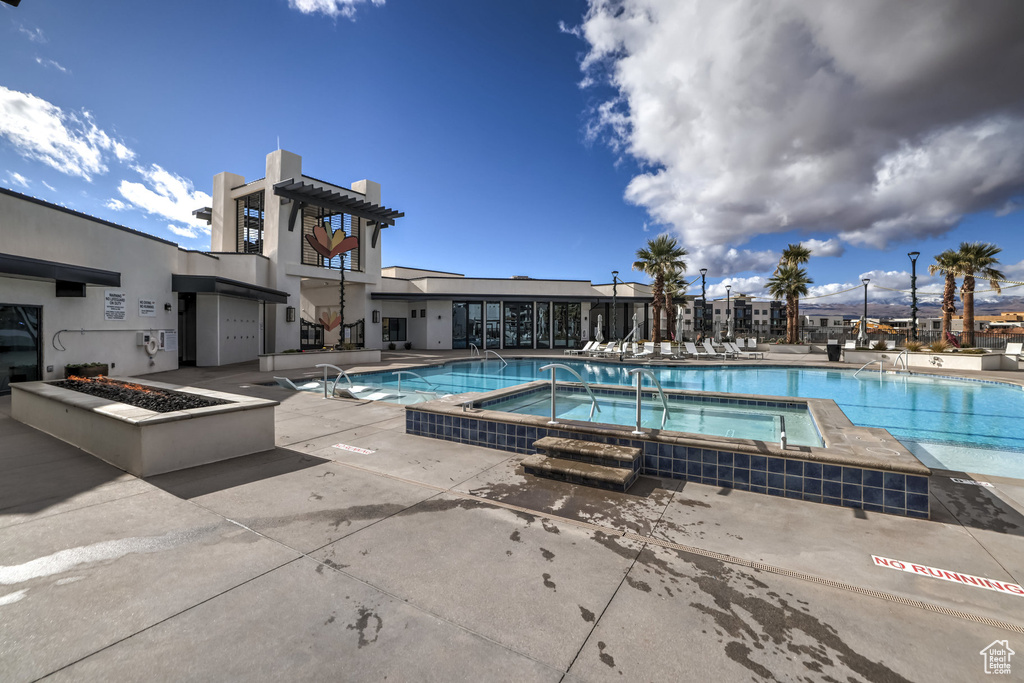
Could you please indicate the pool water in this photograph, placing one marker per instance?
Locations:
(954, 424)
(733, 421)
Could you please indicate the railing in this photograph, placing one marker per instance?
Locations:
(341, 373)
(497, 355)
(399, 373)
(878, 360)
(638, 372)
(593, 399)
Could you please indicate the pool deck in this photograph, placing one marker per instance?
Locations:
(431, 560)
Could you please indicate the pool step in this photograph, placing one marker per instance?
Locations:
(587, 463)
(572, 471)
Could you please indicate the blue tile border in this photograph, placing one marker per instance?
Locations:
(856, 487)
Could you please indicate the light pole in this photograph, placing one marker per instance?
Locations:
(614, 310)
(862, 336)
(913, 294)
(728, 311)
(704, 299)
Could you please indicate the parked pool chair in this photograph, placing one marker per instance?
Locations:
(739, 353)
(289, 384)
(715, 353)
(692, 350)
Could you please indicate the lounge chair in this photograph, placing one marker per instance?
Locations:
(577, 351)
(712, 352)
(741, 353)
(692, 350)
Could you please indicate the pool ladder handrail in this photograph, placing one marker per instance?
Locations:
(497, 354)
(341, 373)
(593, 399)
(638, 372)
(399, 373)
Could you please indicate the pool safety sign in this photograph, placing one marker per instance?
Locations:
(353, 449)
(945, 574)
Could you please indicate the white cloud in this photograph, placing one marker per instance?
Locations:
(52, 63)
(182, 231)
(17, 179)
(167, 195)
(69, 142)
(830, 247)
(871, 121)
(333, 8)
(35, 35)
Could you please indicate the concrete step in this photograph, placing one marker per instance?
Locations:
(588, 474)
(588, 452)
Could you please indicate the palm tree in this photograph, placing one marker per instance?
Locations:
(945, 264)
(675, 286)
(790, 282)
(662, 255)
(976, 258)
(794, 255)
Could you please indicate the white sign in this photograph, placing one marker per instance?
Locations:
(997, 655)
(353, 449)
(114, 305)
(971, 481)
(945, 574)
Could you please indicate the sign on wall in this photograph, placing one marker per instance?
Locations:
(115, 307)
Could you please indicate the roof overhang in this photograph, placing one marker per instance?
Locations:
(214, 285)
(62, 272)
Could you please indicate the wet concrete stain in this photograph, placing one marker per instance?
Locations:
(363, 624)
(766, 626)
(637, 584)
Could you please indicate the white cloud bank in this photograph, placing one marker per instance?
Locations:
(167, 195)
(332, 8)
(872, 121)
(67, 141)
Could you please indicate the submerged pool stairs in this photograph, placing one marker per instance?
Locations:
(587, 463)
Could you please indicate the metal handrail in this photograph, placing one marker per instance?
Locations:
(399, 373)
(665, 401)
(593, 399)
(878, 360)
(498, 355)
(341, 373)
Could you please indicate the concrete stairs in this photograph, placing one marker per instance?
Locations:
(599, 465)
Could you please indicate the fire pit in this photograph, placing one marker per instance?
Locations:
(146, 428)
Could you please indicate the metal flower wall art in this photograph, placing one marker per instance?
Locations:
(331, 244)
(330, 319)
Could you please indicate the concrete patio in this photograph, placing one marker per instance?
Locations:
(430, 560)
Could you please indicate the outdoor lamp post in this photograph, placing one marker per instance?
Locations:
(614, 309)
(862, 336)
(704, 299)
(913, 294)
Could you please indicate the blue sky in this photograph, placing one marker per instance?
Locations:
(547, 138)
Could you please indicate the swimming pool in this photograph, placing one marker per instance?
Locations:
(949, 423)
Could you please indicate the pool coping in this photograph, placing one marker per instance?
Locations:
(846, 443)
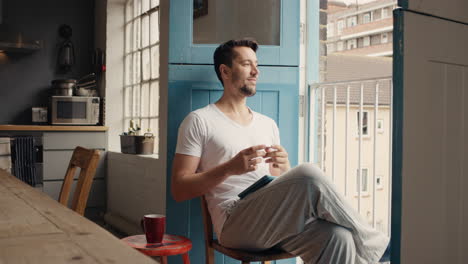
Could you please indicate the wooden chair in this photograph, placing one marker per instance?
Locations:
(86, 160)
(244, 256)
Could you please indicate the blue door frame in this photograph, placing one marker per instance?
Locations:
(193, 84)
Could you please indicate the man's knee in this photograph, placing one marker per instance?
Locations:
(342, 237)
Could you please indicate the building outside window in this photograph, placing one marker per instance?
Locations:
(352, 21)
(366, 41)
(380, 125)
(364, 182)
(330, 30)
(340, 26)
(365, 130)
(379, 182)
(384, 38)
(351, 44)
(366, 18)
(339, 46)
(141, 60)
(384, 12)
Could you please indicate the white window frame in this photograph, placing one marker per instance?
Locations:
(364, 181)
(351, 21)
(384, 13)
(366, 41)
(367, 18)
(141, 66)
(351, 44)
(330, 30)
(384, 38)
(339, 26)
(380, 125)
(379, 182)
(340, 46)
(365, 124)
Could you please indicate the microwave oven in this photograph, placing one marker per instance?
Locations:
(74, 110)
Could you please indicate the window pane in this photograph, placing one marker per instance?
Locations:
(145, 5)
(128, 11)
(127, 101)
(155, 62)
(215, 21)
(146, 64)
(154, 3)
(145, 31)
(128, 70)
(136, 67)
(364, 180)
(154, 128)
(136, 8)
(145, 100)
(154, 27)
(136, 35)
(128, 38)
(154, 104)
(136, 100)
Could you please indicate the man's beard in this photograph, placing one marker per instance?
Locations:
(248, 91)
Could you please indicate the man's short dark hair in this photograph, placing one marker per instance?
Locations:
(225, 54)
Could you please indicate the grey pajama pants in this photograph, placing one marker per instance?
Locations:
(302, 213)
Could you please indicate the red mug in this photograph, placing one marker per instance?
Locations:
(154, 226)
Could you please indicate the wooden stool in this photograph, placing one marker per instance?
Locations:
(171, 245)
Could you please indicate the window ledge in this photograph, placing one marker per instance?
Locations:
(363, 194)
(149, 156)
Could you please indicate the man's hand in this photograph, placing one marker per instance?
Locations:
(278, 157)
(246, 160)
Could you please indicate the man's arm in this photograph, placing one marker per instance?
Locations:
(277, 156)
(187, 184)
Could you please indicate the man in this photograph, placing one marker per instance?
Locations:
(225, 147)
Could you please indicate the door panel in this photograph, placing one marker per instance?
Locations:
(195, 86)
(182, 49)
(430, 171)
(452, 9)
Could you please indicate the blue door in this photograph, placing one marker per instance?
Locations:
(193, 83)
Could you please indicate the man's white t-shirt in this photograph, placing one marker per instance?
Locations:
(209, 134)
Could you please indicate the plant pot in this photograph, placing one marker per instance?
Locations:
(137, 144)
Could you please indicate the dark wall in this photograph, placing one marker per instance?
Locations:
(25, 78)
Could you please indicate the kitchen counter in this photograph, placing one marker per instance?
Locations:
(51, 128)
(37, 229)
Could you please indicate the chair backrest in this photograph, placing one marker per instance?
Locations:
(208, 229)
(86, 160)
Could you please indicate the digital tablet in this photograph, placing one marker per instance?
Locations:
(256, 185)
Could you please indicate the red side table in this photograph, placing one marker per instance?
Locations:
(171, 245)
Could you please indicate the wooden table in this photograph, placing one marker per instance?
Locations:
(170, 246)
(34, 228)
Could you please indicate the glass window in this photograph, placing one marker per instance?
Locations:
(365, 130)
(366, 18)
(339, 46)
(366, 41)
(340, 26)
(330, 30)
(352, 21)
(384, 38)
(380, 125)
(364, 182)
(379, 182)
(141, 69)
(351, 44)
(215, 21)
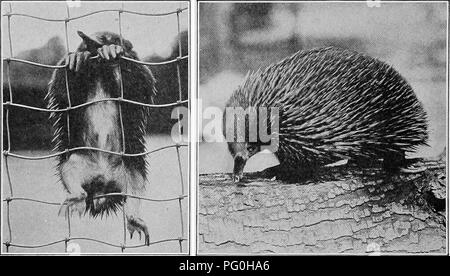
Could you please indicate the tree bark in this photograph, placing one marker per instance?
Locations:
(345, 210)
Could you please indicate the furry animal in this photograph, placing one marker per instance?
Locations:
(88, 175)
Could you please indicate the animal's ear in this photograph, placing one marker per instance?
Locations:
(91, 44)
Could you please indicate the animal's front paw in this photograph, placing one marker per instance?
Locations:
(110, 51)
(75, 61)
(73, 204)
(138, 225)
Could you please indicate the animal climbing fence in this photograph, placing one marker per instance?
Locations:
(8, 154)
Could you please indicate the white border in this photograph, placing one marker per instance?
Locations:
(447, 140)
(187, 233)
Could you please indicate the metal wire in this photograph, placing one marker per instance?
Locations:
(9, 200)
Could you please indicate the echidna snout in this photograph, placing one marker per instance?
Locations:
(241, 152)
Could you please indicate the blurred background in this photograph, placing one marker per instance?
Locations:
(238, 37)
(155, 39)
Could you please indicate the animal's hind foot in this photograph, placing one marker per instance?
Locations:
(138, 225)
(73, 204)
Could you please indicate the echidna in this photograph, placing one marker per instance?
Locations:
(334, 104)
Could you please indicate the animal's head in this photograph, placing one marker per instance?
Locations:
(241, 152)
(241, 138)
(92, 42)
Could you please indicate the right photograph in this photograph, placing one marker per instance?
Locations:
(323, 128)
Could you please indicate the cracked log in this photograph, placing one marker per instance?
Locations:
(345, 210)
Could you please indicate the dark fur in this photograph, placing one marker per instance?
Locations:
(138, 85)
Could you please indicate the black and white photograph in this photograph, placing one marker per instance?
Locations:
(223, 135)
(95, 126)
(323, 127)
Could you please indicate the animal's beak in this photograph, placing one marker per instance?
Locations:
(238, 170)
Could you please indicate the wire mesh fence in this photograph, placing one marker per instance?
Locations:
(12, 197)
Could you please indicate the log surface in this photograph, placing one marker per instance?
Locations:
(344, 212)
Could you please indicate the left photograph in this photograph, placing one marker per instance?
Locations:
(95, 104)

☆ ☆ ☆ ☆ ☆

▸ EXERCISE OBJECTIVE: Only lines holding the word "metal" are wanted, so copy each of them from the records above.

▸ EXERCISE ANSWER:
Could you please indicate the metal handrail in this photograph, placing one marker per instance?
Could you please indicate the metal flower wall art in this photograph, placing one marker per instance?
Could you please indicate the metal wire in this photograph, placing one marker per instance?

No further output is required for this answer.